- _Aim_:
Please pull every line out of the listing below and reproduce each one unchanged.

>> begin Material provided

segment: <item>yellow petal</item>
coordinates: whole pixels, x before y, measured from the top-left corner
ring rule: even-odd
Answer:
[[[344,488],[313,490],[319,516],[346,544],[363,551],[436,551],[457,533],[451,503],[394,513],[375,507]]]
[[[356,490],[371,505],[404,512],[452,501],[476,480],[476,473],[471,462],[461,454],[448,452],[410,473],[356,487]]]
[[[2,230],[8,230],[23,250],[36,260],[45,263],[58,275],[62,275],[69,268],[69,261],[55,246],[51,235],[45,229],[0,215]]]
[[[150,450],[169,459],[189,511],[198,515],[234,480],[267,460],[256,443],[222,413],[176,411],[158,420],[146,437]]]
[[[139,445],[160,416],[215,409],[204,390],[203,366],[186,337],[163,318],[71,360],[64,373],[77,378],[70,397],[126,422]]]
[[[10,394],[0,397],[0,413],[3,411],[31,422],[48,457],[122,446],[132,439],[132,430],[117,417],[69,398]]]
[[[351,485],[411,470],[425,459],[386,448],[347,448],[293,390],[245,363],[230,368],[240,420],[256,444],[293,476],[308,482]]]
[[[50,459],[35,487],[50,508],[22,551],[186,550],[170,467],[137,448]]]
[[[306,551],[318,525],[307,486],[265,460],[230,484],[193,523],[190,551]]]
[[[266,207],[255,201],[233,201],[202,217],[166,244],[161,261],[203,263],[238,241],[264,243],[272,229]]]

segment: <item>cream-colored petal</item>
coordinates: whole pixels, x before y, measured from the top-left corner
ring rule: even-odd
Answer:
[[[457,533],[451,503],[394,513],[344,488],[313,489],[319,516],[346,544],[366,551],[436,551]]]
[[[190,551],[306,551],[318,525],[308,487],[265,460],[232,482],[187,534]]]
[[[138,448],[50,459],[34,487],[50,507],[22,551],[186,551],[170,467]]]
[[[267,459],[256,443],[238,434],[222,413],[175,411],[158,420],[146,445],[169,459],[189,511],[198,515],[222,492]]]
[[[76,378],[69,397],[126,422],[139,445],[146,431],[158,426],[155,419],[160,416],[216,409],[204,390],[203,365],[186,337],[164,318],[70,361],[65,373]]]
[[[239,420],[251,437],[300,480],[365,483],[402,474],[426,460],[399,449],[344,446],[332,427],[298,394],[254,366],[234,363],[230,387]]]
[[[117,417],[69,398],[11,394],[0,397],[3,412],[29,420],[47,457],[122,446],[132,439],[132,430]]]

>> end Material provided

- _Exercise solution_:
segment: <item>yellow petal</item>
coordinates: whole pixels, x before y, measured from the top-left corner
ring rule: even-odd
Answer:
[[[344,488],[313,490],[319,516],[346,544],[363,551],[436,551],[457,533],[451,503],[394,513],[375,507]]]
[[[356,490],[371,505],[404,512],[452,501],[476,480],[476,473],[471,462],[461,454],[448,452],[410,473],[356,487]]]
[[[2,230],[8,230],[23,250],[36,260],[45,263],[58,275],[62,275],[69,268],[69,261],[55,246],[51,235],[45,229],[0,215]]]
[[[150,450],[169,459],[189,511],[198,515],[234,480],[267,460],[256,443],[222,413],[176,411],[158,420],[146,437]]]
[[[139,445],[160,416],[215,409],[204,390],[203,366],[186,337],[163,318],[71,360],[64,373],[77,378],[70,397],[126,422]]]
[[[10,394],[0,397],[0,413],[3,411],[31,422],[48,457],[122,446],[132,439],[132,430],[117,417],[69,398]]]
[[[351,485],[411,470],[425,459],[386,448],[347,448],[293,390],[245,363],[230,368],[240,420],[256,444],[293,476],[308,482]]]
[[[50,459],[35,487],[50,508],[22,551],[186,550],[170,467],[137,448]]]
[[[306,551],[318,525],[307,486],[265,460],[230,484],[193,523],[190,551]]]
[[[266,207],[255,201],[233,201],[202,217],[166,244],[161,261],[203,263],[238,241],[264,243],[272,229]]]

segment: <item>cream-colored petal</item>
coordinates: whole pixels, x before y, measured from the top-left corner
ring rule: even-odd
Answer:
[[[457,533],[451,503],[394,513],[344,488],[313,489],[319,516],[346,544],[366,551],[436,551]]]
[[[190,551],[306,551],[318,525],[308,487],[265,460],[232,482],[187,534]]]
[[[138,448],[50,459],[34,487],[50,507],[22,551],[186,551],[170,467]]]
[[[267,459],[256,443],[238,434],[222,413],[175,411],[158,420],[146,445],[169,459],[189,511],[198,515],[222,492]]]
[[[76,378],[69,397],[126,422],[139,445],[146,431],[158,426],[155,419],[160,416],[216,409],[204,390],[203,365],[186,337],[164,318],[70,361],[65,373]]]
[[[239,420],[251,437],[300,480],[365,483],[402,474],[426,460],[399,449],[344,446],[332,427],[298,394],[254,366],[234,363],[230,387]]]
[[[117,417],[69,398],[11,394],[0,397],[3,412],[29,420],[47,457],[122,446],[132,439],[132,430]]]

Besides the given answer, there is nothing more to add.